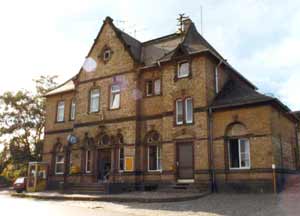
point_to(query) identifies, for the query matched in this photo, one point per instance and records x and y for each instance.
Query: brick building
(165, 111)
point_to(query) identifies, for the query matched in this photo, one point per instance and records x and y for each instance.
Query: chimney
(186, 24)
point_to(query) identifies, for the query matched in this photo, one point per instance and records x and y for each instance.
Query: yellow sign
(129, 163)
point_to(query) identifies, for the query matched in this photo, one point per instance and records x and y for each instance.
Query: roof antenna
(181, 20)
(201, 17)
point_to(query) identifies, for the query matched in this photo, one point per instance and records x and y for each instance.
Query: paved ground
(287, 203)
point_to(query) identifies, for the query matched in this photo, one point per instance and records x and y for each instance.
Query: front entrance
(104, 164)
(185, 161)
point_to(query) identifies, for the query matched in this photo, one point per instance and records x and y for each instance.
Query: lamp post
(274, 178)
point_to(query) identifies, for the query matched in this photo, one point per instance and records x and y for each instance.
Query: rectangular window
(88, 161)
(94, 100)
(157, 87)
(121, 159)
(179, 112)
(59, 164)
(115, 96)
(149, 88)
(73, 110)
(153, 87)
(154, 158)
(189, 110)
(183, 69)
(60, 111)
(239, 153)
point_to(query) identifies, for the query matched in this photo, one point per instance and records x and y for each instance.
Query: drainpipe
(297, 146)
(217, 76)
(211, 152)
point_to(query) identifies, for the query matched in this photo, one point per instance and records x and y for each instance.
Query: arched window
(238, 146)
(59, 160)
(120, 143)
(154, 151)
(104, 139)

__Task objective__. An exact copy of every entry, minus the pictures, is what you should return.

__Task answer__.
point_to(query) identifies, for the query matched in this photo, one point per instance and records x and y for each instance.
Query: brick building
(165, 111)
point_to(query) identifies, for the query matched in this photo, one point per instance and records x and y for each instance.
Query: chimney
(186, 24)
point_to(query) identifies, for the query matched in this photo, one point per instance and records x and y for each instance.
Query: yellow sign
(129, 163)
point_to(query) identifies, for the query matched in this photo, one point per instance and records x and y for each instance.
Query: roof antenna
(181, 20)
(201, 17)
point_to(query) identifies, for the query matched in this photo, one point per instance and records x and y for each instance.
Query: paved ground
(287, 203)
point_to(query) identifies, for the query matched in this photo, one point per instance and records x and y for each instance.
Query: front entrance
(104, 164)
(185, 161)
point_to(query) identifies, for the query matched in this photo, one point per instance and records x and y for each instance.
Query: lamp post
(274, 178)
point_to(query) identifies, for the query matched in this photo, one point per instance and records x and y for each instance.
Query: rectangular window
(88, 161)
(94, 100)
(157, 87)
(121, 159)
(179, 112)
(59, 164)
(115, 96)
(149, 88)
(73, 110)
(153, 87)
(154, 158)
(189, 110)
(183, 69)
(60, 111)
(239, 153)
point_to(query) identifies, for the query matched in this photo, one point per instance and records x and y for each instance.
Query: drainpipe
(297, 146)
(217, 76)
(211, 152)
point_to(query) identifies, for the query matched in this photo, one point per instance and records x and y for each instance.
Query: arched window
(238, 146)
(59, 160)
(120, 143)
(154, 151)
(104, 139)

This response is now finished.